- _TASK BRIEF_
Reproduce every one of the lines below, requests included, multiplying each bounding-box coordinate in the answers by 2.25 and rounding it to a whole number, with halves rounded up. The numbers in the requests and in their sample formats remain unchanged.

___ PROVIDED ENTRIES

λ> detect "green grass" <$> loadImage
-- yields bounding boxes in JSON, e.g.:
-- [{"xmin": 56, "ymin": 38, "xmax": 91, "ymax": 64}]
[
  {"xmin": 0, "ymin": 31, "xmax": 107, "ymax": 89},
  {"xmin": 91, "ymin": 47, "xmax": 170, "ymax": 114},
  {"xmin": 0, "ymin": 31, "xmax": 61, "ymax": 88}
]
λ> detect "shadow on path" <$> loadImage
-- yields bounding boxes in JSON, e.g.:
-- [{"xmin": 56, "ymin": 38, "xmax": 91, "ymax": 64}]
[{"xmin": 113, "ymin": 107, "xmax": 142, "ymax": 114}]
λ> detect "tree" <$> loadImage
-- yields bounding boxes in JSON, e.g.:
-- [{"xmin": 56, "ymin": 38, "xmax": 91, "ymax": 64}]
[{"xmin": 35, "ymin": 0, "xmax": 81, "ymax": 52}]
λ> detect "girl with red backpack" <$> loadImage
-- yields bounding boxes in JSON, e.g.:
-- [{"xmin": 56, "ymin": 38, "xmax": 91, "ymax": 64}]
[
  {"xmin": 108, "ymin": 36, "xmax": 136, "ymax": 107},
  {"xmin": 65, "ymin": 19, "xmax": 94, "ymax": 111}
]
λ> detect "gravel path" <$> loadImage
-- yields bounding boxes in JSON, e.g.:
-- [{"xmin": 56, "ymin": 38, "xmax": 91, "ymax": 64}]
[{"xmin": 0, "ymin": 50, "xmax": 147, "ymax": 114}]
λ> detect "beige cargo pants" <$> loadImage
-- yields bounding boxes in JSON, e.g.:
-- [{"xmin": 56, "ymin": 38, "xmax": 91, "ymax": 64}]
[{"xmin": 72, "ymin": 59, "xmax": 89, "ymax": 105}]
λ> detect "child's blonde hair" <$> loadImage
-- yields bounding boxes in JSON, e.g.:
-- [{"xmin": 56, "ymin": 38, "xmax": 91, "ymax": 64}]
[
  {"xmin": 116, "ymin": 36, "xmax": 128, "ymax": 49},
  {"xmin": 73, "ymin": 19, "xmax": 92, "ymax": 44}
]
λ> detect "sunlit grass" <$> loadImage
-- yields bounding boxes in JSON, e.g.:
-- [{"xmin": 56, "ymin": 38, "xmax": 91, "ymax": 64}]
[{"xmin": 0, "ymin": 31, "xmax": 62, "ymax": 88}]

______

- _TASK OUTPUT_
λ> detect "green grass" <$> loadImage
-- yields bounding boxes in JSON, e.g.:
-- [{"xmin": 56, "ymin": 38, "xmax": 91, "ymax": 64}]
[
  {"xmin": 0, "ymin": 70, "xmax": 241, "ymax": 200},
  {"xmin": 205, "ymin": 106, "xmax": 383, "ymax": 257},
  {"xmin": 0, "ymin": 70, "xmax": 137, "ymax": 198}
]
λ> detect "shadow on path" <$> loadImage
-- yields bounding boxes in JSON, e.g.:
-- [{"xmin": 56, "ymin": 38, "xmax": 91, "ymax": 64}]
[{"xmin": 254, "ymin": 241, "xmax": 320, "ymax": 257}]
λ> detect "tree" <$> loadImage
-- yields bounding boxes in JSON, e.g.:
-- [{"xmin": 56, "ymin": 38, "xmax": 91, "ymax": 64}]
[{"xmin": 79, "ymin": 0, "xmax": 182, "ymax": 117}]
λ> detect "girl with red backpack" <$> loadImage
-- yields bounding boxes in JSON, e.g.:
-- [{"xmin": 56, "ymin": 38, "xmax": 91, "ymax": 64}]
[
  {"xmin": 243, "ymin": 81, "xmax": 306, "ymax": 241},
  {"xmin": 146, "ymin": 43, "xmax": 212, "ymax": 250}
]
λ> detect "gravel path" <$> loadImage
-- yields bounding boxes in JSON, e.g.:
-- [{"xmin": 56, "ymin": 38, "xmax": 91, "ymax": 64}]
[{"xmin": 0, "ymin": 113, "xmax": 331, "ymax": 257}]
λ> detect "beige cargo pants" <$> loadImage
-- yields bounding boxes in JSON, e.g.:
-- [{"xmin": 56, "ymin": 38, "xmax": 91, "ymax": 64}]
[{"xmin": 162, "ymin": 133, "xmax": 200, "ymax": 236}]
λ> detect "child's blonde hair" <$> loadImage
-- yields bounding boxes in JSON, e.g.:
-- [{"xmin": 56, "ymin": 38, "xmax": 91, "ymax": 64}]
[
  {"xmin": 261, "ymin": 81, "xmax": 288, "ymax": 110},
  {"xmin": 164, "ymin": 43, "xmax": 207, "ymax": 99}
]
λ> detect "sunlit grass" <$> loadImage
-- yields bounding boxes in JSON, e.g.:
-- [{"xmin": 56, "ymin": 38, "xmax": 91, "ymax": 64}]
[{"xmin": 0, "ymin": 70, "xmax": 140, "ymax": 198}]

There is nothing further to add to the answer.